# Given request
Rewrite every line of the material with "headlight" swapped for "taillight" and everything else left as it is. Leave the pictures out of your reply.

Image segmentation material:
⟨

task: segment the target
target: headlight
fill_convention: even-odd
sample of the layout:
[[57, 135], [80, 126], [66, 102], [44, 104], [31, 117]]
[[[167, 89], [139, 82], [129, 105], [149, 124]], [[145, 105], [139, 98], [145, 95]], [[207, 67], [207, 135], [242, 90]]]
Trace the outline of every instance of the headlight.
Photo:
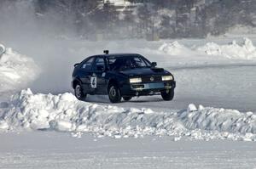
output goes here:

⟩

# Correct output
task: segment the target
target: taillight
fill_convention: even-odd
sample of the layout:
[[57, 135], [80, 126], [66, 102], [44, 104], [31, 117]]
[[[167, 89], [139, 82], [129, 105], [149, 124]], [[145, 105], [139, 98], [145, 95]], [[207, 67], [207, 135], [242, 90]]]
Trace the outline of every instance of the taillight.
Photo:
output goes here:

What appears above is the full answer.